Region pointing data
◆ ◆ ◆ ◆ ◆
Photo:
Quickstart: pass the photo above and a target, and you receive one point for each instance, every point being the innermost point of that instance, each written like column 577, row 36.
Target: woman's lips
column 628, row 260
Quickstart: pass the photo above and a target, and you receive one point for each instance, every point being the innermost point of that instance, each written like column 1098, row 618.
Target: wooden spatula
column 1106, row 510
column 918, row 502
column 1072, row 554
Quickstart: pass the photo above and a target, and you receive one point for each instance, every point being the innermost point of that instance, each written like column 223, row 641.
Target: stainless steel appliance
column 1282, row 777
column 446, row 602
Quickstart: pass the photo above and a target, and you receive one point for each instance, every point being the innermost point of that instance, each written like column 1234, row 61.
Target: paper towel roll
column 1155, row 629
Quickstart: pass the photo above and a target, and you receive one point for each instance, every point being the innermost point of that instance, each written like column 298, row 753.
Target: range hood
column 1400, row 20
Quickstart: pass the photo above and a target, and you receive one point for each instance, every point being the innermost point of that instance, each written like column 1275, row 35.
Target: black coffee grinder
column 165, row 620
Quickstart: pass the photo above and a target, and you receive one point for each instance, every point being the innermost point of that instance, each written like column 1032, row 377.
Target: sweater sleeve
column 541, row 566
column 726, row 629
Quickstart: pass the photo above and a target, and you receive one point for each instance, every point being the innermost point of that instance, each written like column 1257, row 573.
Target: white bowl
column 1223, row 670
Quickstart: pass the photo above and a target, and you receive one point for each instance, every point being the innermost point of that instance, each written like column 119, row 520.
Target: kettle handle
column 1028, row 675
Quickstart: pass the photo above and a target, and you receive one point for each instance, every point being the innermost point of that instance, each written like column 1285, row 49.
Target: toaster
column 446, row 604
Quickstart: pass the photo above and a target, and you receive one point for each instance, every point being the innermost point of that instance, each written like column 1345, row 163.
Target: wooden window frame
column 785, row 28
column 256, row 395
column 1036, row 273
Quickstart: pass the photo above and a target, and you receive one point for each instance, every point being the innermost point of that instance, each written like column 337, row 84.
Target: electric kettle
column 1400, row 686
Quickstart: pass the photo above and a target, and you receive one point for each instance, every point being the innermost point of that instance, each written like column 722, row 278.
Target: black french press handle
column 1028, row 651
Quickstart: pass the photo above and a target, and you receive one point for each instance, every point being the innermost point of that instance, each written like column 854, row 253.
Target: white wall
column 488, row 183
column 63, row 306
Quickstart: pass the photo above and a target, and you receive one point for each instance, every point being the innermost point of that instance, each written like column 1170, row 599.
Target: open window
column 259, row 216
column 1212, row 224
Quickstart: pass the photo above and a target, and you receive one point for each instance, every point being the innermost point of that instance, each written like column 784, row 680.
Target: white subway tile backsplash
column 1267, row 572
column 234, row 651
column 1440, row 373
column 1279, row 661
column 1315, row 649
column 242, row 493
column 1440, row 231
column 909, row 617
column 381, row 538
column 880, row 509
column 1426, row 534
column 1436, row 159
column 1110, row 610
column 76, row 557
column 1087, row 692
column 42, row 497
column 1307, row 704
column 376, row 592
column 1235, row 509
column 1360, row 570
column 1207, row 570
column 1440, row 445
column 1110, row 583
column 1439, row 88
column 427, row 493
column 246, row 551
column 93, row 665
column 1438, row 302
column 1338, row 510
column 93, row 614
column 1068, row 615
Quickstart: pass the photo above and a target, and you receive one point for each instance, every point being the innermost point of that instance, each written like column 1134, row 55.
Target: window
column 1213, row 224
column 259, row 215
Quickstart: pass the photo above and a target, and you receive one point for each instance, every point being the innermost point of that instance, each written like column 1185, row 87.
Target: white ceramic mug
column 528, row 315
◆ ◆ ◆ ◆ ◆
→ Work instruction:
Begin at the line above that has "Target: wooden window frame" and stop after the line that has "722, row 278.", copying each line exactly and adding nothing else.

→ Response area:
Target: wooden window frame
column 785, row 28
column 256, row 395
column 1036, row 273
Quickstart: pass the photo above and a target, and you receive one point for each instance, every point being the innermost point of that instance, each written like column 337, row 84.
Target: electric kettle
column 1400, row 686
Quickstart: pass the photo above and a target, and you receive one point for each instance, every point being the innermost point of that instance, each written like column 722, row 278.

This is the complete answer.